→ **Your goal**
In the listing below, please print the line that contains "Task: tag the flock" and every line that follows it, exactly.

### Records shown

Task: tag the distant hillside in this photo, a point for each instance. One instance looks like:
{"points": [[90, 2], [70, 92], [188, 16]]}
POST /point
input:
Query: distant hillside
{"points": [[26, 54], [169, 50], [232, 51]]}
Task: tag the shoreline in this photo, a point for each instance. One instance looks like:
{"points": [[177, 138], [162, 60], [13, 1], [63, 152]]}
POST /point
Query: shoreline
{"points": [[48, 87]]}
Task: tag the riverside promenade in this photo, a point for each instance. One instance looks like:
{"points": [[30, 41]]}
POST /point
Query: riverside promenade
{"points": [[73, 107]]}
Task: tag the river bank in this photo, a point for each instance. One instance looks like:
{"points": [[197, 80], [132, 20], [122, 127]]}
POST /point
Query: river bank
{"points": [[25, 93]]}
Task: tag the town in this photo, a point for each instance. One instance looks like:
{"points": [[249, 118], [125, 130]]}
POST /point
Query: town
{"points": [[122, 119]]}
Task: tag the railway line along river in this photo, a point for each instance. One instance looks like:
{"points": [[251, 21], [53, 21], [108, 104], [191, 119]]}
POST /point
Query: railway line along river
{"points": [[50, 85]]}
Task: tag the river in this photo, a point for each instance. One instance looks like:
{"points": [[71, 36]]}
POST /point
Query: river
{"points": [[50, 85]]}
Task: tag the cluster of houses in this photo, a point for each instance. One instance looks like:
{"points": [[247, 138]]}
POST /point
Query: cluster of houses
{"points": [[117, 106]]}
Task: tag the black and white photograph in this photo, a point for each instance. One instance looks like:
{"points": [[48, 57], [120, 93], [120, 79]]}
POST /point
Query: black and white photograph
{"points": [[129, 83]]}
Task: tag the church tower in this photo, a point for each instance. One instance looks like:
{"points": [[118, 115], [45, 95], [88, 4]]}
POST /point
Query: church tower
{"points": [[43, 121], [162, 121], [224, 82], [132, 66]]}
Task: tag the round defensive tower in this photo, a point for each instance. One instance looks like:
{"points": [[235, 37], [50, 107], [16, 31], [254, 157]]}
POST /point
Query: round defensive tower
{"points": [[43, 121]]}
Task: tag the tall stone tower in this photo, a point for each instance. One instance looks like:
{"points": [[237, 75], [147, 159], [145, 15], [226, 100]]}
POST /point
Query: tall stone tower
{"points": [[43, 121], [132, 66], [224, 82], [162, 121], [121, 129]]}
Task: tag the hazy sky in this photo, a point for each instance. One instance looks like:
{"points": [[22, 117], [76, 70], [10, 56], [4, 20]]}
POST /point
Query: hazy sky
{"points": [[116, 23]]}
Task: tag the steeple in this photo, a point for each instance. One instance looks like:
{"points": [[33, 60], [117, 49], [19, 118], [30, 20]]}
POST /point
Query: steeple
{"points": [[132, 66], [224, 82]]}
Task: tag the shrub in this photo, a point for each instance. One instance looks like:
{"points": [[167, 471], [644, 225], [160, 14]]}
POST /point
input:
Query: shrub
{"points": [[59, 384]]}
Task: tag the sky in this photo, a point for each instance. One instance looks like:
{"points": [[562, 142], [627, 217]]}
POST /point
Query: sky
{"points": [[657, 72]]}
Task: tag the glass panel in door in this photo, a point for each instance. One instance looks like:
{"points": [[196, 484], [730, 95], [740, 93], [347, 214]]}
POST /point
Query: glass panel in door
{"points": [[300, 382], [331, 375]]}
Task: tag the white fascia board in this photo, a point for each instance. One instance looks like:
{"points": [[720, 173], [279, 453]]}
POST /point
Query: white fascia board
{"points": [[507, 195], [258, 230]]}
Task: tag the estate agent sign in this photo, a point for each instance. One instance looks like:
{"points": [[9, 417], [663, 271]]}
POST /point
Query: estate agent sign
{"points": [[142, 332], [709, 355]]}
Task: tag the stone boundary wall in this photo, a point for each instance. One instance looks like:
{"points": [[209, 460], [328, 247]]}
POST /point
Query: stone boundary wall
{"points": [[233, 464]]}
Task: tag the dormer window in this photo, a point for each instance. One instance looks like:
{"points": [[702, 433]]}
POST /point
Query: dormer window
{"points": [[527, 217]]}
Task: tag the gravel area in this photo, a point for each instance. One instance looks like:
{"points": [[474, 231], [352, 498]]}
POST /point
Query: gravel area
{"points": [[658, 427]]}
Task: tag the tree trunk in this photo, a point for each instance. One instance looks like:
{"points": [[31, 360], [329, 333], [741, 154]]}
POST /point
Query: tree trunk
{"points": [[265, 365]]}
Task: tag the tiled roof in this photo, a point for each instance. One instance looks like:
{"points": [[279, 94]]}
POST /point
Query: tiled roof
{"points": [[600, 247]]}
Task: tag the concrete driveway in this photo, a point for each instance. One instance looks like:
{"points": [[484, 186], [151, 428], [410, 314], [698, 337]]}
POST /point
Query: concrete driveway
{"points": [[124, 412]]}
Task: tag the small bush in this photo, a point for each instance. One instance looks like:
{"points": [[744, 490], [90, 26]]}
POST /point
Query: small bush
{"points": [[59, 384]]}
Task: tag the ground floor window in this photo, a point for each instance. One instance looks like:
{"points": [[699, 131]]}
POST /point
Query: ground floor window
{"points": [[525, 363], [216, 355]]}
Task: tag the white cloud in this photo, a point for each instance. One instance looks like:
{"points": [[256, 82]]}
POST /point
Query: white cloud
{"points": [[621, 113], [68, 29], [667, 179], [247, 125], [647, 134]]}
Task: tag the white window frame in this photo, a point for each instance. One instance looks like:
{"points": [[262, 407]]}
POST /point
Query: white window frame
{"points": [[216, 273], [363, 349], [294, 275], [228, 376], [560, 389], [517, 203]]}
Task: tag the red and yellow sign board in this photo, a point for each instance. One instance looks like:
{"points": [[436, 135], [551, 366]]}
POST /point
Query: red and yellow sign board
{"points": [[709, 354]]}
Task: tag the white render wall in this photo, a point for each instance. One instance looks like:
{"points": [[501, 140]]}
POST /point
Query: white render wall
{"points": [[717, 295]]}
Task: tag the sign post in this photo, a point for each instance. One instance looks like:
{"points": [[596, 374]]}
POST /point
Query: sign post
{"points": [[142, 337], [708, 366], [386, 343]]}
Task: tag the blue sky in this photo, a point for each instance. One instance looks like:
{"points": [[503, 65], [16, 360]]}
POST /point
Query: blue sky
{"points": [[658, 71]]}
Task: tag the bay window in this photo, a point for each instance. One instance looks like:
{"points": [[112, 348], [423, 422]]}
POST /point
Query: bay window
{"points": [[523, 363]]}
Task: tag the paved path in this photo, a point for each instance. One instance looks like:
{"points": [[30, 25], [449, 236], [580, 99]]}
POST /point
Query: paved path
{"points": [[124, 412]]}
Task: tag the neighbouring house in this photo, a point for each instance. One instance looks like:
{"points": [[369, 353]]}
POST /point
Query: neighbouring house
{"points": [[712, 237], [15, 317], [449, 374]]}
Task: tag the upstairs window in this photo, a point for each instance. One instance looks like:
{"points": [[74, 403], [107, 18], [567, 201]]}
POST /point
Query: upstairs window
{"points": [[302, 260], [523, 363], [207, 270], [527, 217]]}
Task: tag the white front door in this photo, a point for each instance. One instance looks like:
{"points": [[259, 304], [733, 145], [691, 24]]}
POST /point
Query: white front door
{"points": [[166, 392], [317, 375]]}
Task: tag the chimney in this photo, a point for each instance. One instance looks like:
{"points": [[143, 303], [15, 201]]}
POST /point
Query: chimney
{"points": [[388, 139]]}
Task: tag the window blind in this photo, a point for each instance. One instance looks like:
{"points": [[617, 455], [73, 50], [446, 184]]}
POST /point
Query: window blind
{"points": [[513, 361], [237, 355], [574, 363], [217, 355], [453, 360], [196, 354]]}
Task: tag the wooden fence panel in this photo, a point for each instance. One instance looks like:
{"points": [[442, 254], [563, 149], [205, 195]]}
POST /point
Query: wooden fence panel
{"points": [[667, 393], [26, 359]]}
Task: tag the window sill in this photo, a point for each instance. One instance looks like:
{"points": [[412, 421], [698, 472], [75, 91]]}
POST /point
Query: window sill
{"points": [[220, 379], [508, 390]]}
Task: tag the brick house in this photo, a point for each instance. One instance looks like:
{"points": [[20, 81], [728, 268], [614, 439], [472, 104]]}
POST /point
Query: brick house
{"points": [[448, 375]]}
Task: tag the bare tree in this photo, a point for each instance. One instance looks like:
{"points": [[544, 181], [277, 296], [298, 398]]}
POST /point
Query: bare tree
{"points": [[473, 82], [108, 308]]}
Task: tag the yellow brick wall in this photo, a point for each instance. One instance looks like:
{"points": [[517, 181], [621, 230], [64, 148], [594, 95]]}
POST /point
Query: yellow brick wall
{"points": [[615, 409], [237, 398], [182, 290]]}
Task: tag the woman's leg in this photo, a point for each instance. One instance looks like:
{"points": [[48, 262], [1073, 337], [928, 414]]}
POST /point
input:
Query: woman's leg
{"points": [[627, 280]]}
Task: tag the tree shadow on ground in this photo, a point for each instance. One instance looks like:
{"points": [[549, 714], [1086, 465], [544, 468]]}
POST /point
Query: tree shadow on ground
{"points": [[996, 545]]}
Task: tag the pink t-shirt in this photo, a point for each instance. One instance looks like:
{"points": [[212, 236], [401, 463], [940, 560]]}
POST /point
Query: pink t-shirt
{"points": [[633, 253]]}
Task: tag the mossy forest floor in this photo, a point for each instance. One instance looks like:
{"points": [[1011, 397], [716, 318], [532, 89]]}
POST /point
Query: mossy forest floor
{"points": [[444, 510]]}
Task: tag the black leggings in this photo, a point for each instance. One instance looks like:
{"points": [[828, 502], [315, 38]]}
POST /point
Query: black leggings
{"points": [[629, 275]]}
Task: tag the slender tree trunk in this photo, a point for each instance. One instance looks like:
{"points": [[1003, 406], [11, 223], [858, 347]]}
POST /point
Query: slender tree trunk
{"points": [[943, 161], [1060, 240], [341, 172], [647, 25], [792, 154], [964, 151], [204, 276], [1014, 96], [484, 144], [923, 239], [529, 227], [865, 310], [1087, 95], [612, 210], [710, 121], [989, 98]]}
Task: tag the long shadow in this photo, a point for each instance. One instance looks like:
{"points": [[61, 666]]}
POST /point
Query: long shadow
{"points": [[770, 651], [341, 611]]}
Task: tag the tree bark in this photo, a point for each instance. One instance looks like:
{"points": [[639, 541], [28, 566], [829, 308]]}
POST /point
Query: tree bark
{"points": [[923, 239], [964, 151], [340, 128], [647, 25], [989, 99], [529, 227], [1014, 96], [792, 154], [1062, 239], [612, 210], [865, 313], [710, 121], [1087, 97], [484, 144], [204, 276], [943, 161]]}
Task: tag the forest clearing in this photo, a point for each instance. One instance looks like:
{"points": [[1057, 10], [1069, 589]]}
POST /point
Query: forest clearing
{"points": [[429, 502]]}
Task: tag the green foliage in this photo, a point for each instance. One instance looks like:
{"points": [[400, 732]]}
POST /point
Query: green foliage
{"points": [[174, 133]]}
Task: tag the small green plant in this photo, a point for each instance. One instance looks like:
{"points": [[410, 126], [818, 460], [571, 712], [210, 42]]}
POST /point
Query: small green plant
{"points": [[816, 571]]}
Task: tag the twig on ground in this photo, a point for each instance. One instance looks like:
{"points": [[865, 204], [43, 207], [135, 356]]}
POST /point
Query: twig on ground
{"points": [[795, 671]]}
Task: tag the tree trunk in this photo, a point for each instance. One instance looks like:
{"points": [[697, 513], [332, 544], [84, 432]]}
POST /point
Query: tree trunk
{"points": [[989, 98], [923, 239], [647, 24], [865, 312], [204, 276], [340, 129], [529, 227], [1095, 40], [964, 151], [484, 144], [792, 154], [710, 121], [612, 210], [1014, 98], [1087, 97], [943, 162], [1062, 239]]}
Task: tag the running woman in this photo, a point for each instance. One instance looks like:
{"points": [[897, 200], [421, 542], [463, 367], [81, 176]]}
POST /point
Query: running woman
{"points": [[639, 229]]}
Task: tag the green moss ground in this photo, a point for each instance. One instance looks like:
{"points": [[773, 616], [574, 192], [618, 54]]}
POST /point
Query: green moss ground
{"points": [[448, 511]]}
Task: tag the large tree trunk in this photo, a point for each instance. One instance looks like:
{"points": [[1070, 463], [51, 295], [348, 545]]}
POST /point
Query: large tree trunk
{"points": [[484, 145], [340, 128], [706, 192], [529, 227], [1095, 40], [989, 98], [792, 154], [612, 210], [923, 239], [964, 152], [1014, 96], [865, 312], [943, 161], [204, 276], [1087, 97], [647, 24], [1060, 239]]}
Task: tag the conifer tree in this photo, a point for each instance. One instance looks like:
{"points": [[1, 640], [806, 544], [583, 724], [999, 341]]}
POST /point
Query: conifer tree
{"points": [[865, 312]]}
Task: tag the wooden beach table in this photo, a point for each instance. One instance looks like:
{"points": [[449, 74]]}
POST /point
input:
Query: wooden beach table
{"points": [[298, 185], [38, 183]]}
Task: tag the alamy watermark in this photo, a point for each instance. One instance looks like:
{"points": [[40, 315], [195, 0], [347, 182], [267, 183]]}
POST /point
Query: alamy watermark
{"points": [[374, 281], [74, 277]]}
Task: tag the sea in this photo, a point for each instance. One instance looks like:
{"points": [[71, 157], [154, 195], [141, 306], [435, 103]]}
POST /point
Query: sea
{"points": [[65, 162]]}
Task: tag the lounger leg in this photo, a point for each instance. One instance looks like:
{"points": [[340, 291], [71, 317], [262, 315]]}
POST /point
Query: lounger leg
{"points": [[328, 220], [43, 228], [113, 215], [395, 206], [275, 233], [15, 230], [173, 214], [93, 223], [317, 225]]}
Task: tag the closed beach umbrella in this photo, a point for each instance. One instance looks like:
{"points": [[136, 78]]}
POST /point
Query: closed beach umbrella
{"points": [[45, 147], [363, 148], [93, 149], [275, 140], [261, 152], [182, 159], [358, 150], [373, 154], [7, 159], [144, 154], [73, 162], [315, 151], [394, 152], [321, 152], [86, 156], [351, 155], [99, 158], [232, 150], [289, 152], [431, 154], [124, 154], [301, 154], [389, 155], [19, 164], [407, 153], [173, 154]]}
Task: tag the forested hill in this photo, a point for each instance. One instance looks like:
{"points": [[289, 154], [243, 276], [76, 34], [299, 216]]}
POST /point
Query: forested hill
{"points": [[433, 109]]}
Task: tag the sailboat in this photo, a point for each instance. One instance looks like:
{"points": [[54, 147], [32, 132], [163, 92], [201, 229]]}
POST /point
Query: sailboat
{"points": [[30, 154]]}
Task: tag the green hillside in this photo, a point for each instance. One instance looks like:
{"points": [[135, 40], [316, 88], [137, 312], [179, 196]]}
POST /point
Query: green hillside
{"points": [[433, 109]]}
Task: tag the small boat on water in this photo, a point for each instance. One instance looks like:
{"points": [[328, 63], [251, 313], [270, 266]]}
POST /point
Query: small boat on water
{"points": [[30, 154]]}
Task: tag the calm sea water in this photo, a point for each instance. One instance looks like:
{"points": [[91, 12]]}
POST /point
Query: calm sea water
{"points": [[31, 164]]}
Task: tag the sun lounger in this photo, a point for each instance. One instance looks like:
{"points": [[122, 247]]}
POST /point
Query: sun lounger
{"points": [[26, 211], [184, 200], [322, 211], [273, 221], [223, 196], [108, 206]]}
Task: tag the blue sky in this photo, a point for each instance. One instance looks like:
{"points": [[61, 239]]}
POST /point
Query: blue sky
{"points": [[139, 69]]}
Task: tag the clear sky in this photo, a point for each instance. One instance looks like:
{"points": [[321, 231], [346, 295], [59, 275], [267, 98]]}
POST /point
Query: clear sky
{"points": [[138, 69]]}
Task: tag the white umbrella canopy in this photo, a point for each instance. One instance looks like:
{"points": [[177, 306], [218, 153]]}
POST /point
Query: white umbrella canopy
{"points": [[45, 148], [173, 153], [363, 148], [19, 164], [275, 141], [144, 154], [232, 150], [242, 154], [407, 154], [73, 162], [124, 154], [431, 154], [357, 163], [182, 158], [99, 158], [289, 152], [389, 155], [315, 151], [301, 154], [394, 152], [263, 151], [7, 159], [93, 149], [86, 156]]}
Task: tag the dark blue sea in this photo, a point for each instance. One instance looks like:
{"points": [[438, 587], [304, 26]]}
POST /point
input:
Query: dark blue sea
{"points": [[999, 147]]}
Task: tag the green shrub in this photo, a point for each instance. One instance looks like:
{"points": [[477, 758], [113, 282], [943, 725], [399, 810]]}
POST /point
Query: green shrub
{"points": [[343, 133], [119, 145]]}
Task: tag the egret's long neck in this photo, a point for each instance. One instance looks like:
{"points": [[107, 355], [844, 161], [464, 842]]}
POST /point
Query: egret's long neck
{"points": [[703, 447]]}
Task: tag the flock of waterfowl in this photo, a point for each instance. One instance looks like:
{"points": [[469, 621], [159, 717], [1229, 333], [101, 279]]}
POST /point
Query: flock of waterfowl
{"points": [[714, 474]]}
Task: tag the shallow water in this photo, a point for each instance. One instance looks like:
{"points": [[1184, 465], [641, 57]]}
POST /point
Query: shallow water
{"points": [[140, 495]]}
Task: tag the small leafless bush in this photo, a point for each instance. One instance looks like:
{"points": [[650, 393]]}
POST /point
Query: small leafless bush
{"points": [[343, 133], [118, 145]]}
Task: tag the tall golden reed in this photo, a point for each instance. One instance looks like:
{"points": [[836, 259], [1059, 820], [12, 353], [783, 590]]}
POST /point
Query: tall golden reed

######

→ **Written response**
Task: tag the flock of waterfowl in this photo, a point for each instance. One instance looks like:
{"points": [[469, 621], [159, 717], [1229, 333], [101, 279]]}
POST /point
Query: flock of waterfowl
{"points": [[714, 474]]}
Task: tag the shallow water in this photo, a point for each instance. One instance looks like:
{"points": [[1184, 465], [641, 57]]}
POST /point
Query: shallow water
{"points": [[140, 495]]}
Task: tag the small leafless bush in this photo, a point for each instance. One instance looks like:
{"points": [[650, 393]]}
POST /point
Query: small leafless bush
{"points": [[343, 133], [118, 145]]}
Task: tag the tall golden reed in this photo, a point for each instance. One instance looks like:
{"points": [[836, 259], [1059, 820], [12, 353], [783, 590]]}
POST /point
Query: tall golden reed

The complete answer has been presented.